» 文档节选:
__________

基于 Amazon SageMaker 进行汽车型号的图像识别——一个基于深度学习迁移学习的端到端图像分类器

背景介绍

基于深度学习的图像分类的研究与应用已经进行的如火如荼，对大部分的业务场景来说，更是有着深刻的现实意义 – 基于图片的互联网分享社交应用，如何借助深度学习在第一时间对用户分享的图片进行实时监测，分类是一个比较典型的应用场景；又例如，电商运营可能希望对所有的产品照片按照产品属性进行自动化分类，减少人工分类的工作；另外，在工业生产线的良品率基于产品图片的自动筛检，以及辅助医疗领域对病理图片的分类等等场景都有着十分广泛的应用前景和实用价值。

汽车型号的图像分类的应用来源于我们真实的客户案例，车辆检测及型号识别广泛应用于物业，交通等的管理场景中。通过在停车场出入口，路口，高速卡口等位置采集的图片数据，对车辆的数量型号等进行识别，可以以较高的效率对车型，数量信息等进行采集。通过采集的数据，在不同的场景中可以辅助不同的业务开展。如商场停车位的规划，路况规划，或者公安系统追踪肇事车辆等等。

在本解决方案中，我们将引入迁移学习的思想。那么什么是迁移学习呢？深度学习中需要大量的数据和计算资源且需花费大量时间来训练模型，但在实际中难以满足这些需求，而使用迁移学习则能有效降低数据量、计算量和计算时间，并能定制在新场景的业务需求，可谓一大利器。迁移学习不是一种算法而是一种机器学习思想，应用到深度学习就是微调（Fine-tune)。通过修改预训练网络模型结构（如修改样本类别输出个数），选择性载入预训练网络模型权重，再用自己的数据集重新训练模型就是微调的基本步骤。微调能够快速训练好一个模型，用相对较小的数据量，还能达到不错的结果。

本解决方案使用 Amazon SageMaker，它可以帮助开发人员和数据科学家构建、训练和部署 ML 模型。Amazon SageMaker 是一项完全托管的服务，涵盖了 ML 的整个工作流，可以标记和准备数据、选择算法、训练模型、调整和优化模型以便部署、预测和执行操作。同时，本方案基于MXNet, Apache MXNet（孵化）是一个深度学习框架，旨在提高效率和灵活性。它允许您混合符号和命令式编程，以最大限度地提高效率和生产力。

本文会重点介绍在Amazon SageMaker中如何基于MXNet使用自己的数据来微调一个预训练的图像分类模型并且达到较高的准确率来构建一个车型号分类器。

解决方案概览

在此示例中，我们将使用Amazon SageMaker执行以下操作：

环境准备
使用Jupyter Notebook下载数据集并将其进行数据预处理
使用预训练好的模型镜像进行模型微调
将模型进行托管部署
调用已部署的模型接口进行在线推理

环境准备

首先，我们需要创建一些使用AWS服务所需的授权和环境。包含三部分： (1)模型训练所需的权限，这个会自动从创建笔记本的role中自动获取 (2)存储训练数据和模型的S3存储桶 (3)Amazon Sagemaker 中预训练好的图像分类模型docker image

%%time
import boto3
import re
from sagemaker import get_execution_role
from sagemaker.amazon.amazon_estimator import get_image_uri

role = get_execution_role()

__________

» 原始记录:
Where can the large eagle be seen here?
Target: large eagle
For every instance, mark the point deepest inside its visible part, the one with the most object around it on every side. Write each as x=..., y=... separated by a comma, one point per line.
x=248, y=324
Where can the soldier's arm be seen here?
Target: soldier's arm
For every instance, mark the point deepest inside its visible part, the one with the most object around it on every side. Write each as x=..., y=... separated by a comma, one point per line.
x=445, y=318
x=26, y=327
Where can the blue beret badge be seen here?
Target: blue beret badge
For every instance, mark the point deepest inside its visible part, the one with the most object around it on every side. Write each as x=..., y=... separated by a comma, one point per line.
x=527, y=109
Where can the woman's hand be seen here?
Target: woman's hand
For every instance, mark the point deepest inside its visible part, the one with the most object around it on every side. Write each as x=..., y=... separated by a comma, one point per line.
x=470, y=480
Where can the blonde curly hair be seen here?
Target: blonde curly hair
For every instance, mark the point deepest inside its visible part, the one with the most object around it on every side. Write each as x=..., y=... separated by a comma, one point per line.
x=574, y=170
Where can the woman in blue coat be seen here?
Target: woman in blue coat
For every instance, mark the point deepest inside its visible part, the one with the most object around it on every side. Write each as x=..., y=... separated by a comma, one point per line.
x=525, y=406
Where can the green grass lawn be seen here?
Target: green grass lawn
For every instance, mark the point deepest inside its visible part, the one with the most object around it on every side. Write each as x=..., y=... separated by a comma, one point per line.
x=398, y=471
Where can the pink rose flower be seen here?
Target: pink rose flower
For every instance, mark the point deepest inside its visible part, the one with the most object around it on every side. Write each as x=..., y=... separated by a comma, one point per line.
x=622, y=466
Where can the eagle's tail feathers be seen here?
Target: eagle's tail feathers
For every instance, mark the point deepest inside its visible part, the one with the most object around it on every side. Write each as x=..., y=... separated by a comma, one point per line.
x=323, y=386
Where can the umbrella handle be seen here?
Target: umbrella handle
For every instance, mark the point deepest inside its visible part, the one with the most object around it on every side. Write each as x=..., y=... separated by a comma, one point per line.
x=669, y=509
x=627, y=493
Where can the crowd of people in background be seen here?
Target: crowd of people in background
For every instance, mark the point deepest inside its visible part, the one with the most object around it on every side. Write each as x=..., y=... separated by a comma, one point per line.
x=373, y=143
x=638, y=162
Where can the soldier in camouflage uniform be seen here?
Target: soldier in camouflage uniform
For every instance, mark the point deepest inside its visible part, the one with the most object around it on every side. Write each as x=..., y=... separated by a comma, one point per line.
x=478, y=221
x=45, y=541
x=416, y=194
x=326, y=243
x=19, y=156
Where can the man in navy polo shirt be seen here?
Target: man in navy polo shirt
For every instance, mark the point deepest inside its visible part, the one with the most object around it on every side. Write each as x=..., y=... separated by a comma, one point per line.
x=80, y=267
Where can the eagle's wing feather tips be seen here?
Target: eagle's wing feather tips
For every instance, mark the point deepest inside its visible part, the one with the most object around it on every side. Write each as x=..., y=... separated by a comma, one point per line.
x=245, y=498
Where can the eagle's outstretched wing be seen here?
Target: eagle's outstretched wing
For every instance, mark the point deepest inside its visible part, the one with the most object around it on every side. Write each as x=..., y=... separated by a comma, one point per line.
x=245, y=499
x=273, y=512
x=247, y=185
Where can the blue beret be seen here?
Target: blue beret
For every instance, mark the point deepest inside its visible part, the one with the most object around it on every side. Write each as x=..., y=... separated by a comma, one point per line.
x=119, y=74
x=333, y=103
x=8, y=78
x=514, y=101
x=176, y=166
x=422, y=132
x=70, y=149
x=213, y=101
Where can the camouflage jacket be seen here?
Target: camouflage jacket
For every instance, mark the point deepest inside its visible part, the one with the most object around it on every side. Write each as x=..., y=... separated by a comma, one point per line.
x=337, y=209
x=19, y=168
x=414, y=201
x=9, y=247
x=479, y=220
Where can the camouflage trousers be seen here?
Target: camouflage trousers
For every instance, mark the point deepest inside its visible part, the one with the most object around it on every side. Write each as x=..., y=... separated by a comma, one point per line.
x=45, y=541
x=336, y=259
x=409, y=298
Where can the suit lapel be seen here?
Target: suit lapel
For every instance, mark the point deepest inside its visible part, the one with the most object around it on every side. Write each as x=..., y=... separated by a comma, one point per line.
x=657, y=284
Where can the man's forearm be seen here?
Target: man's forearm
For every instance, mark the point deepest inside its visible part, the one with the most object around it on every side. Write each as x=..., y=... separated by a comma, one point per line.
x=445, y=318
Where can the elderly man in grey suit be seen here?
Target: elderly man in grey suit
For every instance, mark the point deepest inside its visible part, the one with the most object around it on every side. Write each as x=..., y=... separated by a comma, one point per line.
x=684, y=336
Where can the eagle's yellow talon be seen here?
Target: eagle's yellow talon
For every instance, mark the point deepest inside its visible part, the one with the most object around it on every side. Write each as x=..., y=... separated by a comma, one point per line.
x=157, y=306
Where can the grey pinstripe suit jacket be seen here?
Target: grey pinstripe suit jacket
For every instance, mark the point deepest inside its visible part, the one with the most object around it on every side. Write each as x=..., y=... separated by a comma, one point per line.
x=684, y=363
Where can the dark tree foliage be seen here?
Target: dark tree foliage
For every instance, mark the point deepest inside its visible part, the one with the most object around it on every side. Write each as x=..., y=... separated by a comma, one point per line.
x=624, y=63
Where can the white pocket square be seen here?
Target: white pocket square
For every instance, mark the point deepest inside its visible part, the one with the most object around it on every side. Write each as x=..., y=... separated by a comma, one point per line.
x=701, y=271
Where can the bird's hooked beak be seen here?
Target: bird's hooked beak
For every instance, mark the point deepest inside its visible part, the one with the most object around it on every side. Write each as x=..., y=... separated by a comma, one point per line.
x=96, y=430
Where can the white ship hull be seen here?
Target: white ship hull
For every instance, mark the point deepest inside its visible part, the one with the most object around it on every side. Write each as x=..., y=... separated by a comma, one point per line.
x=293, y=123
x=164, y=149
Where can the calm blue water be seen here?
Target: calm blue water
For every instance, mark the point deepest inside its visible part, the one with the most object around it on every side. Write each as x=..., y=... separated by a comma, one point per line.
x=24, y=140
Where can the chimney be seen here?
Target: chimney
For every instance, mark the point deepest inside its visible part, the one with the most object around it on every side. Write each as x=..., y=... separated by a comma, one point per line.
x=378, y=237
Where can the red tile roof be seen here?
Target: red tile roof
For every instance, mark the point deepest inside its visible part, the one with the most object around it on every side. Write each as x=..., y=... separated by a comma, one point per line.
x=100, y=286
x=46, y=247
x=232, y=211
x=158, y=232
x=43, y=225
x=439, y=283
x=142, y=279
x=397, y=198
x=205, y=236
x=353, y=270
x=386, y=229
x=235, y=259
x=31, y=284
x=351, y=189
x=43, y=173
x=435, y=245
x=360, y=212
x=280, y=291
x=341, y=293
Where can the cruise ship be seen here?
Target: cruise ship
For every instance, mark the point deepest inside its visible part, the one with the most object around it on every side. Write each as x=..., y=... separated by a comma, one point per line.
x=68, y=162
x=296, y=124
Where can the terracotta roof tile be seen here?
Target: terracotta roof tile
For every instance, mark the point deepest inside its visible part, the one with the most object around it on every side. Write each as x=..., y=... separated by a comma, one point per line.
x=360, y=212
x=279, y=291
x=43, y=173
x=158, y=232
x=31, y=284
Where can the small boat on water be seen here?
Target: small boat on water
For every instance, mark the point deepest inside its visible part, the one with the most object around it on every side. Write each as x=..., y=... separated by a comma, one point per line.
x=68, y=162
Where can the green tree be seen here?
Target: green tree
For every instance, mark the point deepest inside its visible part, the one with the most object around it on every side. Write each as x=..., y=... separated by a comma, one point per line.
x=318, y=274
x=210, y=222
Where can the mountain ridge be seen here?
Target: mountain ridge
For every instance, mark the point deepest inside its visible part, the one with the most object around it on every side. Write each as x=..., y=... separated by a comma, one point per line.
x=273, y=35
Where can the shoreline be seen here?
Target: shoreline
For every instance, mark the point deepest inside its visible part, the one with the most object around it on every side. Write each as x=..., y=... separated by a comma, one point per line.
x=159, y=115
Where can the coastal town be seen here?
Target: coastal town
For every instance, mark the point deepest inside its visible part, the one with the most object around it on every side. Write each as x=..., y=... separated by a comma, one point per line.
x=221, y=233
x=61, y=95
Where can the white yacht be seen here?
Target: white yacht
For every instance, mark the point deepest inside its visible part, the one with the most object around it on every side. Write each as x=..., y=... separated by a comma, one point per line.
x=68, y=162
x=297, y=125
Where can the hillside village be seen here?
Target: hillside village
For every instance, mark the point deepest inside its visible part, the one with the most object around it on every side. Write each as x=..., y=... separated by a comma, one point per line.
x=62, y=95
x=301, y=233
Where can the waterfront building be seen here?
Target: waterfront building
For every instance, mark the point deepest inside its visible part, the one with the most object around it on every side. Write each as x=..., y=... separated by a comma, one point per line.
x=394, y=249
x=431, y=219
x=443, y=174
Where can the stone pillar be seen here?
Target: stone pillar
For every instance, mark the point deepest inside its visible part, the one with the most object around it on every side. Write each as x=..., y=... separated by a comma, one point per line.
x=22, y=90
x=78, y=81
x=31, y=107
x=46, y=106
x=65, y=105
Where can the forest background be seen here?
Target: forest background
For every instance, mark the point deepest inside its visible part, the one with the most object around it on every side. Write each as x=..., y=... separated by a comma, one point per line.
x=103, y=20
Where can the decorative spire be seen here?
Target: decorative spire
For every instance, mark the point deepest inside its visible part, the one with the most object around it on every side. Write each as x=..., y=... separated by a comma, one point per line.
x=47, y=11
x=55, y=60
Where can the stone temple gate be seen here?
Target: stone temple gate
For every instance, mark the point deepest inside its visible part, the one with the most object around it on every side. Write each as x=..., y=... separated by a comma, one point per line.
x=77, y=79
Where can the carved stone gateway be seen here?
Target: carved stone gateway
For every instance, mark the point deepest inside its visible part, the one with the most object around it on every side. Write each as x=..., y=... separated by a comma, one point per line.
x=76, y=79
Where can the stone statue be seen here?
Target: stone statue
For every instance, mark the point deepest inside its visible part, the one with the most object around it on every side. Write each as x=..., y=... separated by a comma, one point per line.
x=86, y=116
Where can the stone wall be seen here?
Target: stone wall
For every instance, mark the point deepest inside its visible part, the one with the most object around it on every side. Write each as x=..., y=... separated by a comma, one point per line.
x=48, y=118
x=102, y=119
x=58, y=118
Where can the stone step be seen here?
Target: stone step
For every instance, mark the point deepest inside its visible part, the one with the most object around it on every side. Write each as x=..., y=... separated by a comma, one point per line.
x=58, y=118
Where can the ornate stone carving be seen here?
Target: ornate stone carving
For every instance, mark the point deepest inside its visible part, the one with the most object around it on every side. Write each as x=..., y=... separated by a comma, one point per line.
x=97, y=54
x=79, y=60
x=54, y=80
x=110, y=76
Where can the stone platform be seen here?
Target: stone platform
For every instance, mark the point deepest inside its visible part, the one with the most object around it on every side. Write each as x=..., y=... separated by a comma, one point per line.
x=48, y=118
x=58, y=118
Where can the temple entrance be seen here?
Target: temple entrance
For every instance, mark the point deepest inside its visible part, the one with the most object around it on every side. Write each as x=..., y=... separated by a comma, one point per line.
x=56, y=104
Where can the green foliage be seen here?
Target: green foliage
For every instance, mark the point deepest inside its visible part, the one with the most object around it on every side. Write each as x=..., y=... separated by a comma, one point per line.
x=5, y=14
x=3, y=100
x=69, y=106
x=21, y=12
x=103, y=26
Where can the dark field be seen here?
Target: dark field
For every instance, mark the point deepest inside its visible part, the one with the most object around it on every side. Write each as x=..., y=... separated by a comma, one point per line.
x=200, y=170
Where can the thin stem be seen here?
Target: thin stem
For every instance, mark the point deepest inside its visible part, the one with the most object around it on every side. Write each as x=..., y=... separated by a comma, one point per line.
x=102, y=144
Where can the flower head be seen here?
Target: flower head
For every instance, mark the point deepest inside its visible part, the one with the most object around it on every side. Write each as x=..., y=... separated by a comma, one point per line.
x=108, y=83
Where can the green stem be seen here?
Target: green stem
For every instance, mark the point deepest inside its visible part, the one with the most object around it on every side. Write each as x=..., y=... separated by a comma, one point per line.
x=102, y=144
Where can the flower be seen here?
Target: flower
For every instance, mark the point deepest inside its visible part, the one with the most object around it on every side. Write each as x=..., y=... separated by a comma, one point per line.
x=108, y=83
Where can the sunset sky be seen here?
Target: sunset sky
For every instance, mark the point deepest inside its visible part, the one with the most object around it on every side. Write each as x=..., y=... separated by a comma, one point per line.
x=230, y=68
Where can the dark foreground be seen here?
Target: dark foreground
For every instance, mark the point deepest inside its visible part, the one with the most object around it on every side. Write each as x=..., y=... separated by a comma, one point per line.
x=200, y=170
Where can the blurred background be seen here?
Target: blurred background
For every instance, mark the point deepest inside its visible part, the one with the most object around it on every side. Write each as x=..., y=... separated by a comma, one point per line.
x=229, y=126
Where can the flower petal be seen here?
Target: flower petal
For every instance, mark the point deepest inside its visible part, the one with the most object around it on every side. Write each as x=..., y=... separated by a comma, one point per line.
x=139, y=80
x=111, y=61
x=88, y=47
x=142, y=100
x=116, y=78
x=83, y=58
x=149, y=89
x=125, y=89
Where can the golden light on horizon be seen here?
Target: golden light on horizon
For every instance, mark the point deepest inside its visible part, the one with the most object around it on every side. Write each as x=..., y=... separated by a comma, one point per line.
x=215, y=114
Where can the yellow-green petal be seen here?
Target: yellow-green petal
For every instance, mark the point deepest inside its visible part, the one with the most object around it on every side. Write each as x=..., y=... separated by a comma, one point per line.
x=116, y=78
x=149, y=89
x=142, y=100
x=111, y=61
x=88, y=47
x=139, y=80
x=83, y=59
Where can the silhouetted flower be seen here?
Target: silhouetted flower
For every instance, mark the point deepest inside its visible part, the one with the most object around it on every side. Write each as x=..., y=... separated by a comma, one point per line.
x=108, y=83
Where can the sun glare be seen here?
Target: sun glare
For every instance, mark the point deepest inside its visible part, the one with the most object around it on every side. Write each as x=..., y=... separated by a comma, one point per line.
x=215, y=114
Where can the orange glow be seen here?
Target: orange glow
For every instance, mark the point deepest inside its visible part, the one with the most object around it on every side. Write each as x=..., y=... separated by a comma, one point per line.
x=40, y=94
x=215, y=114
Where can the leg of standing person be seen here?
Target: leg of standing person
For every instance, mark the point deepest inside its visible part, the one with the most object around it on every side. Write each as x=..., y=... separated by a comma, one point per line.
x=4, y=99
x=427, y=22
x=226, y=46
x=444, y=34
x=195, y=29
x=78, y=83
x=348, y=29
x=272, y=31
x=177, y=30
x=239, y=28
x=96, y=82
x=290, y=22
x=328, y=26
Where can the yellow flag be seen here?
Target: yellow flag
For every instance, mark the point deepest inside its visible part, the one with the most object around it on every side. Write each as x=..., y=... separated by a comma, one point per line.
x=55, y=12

__________

» 简短练习: 将文档节选中从“汽车型号的图像分类的应用来源”到“者公安系统追踪肇事车辆等等。”的这段文字再写一遍，并把其中的“公安系统”改为“交通管理部门”。

» 完整输出:
汽车型号的图像分类的应用来源于我们真实的客户案例，车辆检测及型号识别广泛应用于物业，交通等的管理场景中。通过在停车场出入口，路口，高速卡口等位置采集的图片数据，对车辆的数量型号等进行识别，可以以较高的效率对车型，数量信息等进行采集。通过采集的数据，在不同的场景中可以辅助不同的业务开展。如商场停车位的规划，路况规划，或者交通管理部门追踪肇事车辆等等。